Extracted data entries:
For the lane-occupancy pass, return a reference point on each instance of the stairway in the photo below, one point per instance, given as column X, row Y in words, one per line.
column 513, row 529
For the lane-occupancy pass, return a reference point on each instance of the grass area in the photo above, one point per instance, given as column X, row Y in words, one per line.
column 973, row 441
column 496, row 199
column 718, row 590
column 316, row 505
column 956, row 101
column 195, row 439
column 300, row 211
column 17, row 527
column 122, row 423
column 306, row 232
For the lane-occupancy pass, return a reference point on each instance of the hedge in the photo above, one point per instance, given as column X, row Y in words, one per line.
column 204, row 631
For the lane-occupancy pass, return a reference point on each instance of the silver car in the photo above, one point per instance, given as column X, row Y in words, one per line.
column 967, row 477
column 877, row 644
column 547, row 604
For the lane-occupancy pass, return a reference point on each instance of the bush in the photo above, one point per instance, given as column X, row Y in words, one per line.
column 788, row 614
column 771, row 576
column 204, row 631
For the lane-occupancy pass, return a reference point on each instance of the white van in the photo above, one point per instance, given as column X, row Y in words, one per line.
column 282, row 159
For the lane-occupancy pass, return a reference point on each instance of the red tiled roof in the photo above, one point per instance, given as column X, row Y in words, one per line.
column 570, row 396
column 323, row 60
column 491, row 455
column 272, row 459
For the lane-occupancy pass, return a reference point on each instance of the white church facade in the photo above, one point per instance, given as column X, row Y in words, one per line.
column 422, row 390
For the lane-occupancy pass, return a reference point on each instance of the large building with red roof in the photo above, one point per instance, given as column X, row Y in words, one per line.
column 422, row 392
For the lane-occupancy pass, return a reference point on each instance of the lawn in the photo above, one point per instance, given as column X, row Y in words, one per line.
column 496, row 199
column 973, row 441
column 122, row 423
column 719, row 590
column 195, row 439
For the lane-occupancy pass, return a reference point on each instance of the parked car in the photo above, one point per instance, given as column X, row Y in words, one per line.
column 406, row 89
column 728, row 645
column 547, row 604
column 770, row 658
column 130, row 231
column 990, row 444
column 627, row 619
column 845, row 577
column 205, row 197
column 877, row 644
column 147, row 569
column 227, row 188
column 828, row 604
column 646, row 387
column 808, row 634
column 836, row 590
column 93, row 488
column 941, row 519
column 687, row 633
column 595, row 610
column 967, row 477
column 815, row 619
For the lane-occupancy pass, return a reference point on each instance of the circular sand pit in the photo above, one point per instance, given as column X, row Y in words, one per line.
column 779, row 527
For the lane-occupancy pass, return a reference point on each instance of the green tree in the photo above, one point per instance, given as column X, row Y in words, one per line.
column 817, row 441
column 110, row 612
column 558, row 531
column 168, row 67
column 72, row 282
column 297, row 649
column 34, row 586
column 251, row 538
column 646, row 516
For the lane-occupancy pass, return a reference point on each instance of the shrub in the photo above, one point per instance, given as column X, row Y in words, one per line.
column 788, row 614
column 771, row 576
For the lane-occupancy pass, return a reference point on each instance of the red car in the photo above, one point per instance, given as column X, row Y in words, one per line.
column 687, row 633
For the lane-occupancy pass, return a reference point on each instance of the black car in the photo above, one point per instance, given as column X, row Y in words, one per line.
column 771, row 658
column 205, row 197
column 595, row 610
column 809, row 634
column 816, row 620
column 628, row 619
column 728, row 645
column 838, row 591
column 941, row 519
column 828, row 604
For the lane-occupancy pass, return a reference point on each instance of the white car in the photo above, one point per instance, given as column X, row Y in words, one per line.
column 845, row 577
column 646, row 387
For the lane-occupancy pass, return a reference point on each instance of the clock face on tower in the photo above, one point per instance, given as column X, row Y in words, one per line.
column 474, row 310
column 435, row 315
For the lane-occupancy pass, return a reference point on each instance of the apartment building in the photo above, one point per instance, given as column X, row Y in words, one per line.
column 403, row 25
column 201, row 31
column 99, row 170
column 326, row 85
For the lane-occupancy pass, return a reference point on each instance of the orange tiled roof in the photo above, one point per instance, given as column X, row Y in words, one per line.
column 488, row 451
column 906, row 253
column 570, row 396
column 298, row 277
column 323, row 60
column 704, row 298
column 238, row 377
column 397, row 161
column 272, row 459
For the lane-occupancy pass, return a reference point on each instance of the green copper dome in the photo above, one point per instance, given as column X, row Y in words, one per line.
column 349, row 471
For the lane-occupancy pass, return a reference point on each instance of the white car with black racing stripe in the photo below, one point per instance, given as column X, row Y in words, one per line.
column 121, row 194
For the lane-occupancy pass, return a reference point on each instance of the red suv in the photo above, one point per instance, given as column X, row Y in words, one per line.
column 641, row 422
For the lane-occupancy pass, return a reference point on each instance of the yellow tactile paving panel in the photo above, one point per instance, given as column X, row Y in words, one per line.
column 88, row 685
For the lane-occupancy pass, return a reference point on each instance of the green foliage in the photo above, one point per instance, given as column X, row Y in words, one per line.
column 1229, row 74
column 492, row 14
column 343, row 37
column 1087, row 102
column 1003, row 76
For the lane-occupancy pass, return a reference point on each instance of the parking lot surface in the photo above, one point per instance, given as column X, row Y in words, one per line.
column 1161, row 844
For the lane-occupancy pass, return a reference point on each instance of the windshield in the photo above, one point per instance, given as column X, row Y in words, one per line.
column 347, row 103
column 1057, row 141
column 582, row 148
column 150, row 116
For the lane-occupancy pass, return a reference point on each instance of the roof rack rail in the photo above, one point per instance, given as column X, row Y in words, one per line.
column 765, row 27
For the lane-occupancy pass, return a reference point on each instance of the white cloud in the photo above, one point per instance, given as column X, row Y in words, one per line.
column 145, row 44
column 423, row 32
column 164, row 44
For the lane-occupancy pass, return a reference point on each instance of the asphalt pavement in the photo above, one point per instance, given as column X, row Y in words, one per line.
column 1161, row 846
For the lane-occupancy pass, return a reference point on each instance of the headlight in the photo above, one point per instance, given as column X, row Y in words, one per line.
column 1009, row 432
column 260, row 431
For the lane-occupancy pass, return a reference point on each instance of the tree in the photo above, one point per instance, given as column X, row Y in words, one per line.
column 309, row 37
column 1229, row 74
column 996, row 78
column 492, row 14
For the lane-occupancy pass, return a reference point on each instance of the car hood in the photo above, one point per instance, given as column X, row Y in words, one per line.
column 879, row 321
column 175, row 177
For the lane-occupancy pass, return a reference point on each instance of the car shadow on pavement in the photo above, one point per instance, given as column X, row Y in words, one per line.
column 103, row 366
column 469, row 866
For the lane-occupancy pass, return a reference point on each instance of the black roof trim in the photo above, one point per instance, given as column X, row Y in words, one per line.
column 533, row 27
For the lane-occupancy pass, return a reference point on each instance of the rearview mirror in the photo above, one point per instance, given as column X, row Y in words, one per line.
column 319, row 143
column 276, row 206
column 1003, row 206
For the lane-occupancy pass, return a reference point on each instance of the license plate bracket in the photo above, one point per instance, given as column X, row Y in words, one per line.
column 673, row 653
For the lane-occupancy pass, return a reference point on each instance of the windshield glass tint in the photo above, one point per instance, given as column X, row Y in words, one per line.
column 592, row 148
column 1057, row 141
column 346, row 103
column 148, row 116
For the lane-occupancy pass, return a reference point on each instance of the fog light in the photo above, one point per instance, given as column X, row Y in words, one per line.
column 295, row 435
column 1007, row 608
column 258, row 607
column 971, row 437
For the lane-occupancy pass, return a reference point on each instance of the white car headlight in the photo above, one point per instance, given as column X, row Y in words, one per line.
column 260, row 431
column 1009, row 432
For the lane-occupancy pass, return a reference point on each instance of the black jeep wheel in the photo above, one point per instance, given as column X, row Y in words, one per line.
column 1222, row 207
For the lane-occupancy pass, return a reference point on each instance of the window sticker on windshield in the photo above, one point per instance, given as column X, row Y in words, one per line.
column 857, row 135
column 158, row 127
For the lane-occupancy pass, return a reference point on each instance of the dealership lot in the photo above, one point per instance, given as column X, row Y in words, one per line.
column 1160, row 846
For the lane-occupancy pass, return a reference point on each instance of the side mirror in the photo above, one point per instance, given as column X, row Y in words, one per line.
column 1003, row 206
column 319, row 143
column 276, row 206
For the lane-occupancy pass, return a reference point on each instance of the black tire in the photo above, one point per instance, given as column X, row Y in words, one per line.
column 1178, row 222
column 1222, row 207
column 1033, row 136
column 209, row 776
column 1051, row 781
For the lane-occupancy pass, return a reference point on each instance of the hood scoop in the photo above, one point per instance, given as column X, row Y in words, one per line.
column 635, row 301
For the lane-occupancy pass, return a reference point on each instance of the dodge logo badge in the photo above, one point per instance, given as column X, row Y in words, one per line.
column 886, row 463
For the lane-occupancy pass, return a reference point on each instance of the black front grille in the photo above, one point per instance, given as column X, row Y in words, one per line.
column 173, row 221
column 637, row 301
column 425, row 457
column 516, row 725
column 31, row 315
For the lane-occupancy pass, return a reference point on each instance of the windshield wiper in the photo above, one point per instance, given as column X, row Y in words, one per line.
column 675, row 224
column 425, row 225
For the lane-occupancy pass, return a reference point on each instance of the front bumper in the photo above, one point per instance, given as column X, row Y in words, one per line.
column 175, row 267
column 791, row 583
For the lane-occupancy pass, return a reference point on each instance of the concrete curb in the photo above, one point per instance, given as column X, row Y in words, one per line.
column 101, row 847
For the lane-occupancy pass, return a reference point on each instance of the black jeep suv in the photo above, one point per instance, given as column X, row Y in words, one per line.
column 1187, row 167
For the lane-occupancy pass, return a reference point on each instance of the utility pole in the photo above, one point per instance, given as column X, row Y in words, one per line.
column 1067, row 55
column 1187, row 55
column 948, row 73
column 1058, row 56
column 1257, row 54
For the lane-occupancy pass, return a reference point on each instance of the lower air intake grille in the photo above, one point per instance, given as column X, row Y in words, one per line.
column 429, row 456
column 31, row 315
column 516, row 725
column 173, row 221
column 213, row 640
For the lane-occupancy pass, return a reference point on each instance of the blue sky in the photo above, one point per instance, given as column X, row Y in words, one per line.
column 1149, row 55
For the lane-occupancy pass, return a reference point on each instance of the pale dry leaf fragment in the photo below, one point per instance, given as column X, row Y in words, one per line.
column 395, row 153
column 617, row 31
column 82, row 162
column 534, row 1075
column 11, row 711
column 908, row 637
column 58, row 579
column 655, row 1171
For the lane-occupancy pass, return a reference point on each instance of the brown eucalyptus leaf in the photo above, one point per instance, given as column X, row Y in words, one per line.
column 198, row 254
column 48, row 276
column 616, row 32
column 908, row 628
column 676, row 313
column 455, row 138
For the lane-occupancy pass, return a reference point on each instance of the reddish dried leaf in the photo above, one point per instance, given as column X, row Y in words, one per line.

SHORT EXERCISE: Can you rewrite the material above as a Markdown table with the columns Number and Line, giving each line its own numbered row? Begin at the line that contains "the black roof", stop after the line that contains "column 148, row 116", and leave out any blank lines.

REPLY:
| Number | Line |
|---|---|
| 1 | For the lane-occupancy pass, return a reference point on each instance of the black roof trim in the photo above, one point per instance, given as column X, row Y in words, one per line. |
| 2 | column 533, row 27 |
| 3 | For the lane-occupancy pass, return a reference point on each instance of the rearview mirror in the photo above, one point per instance, given as column X, row Y in words, one per line. |
| 4 | column 319, row 143 |
| 5 | column 276, row 206 |
| 6 | column 1003, row 206 |
| 7 | For the lane-occupancy pass, return a reference point on each instance of the license plate bracket in the photo above, one point per instance, given as column X, row Y in words, one per line. |
| 8 | column 673, row 653 |
| 9 | For the lane-occupancy pass, return a reference point on each instance of the windshield glass tint in the photo above, one point per instance, given as column X, row Y in words, one per line. |
| 10 | column 592, row 148 |
| 11 | column 1057, row 141 |
| 12 | column 346, row 103 |
| 13 | column 148, row 116 |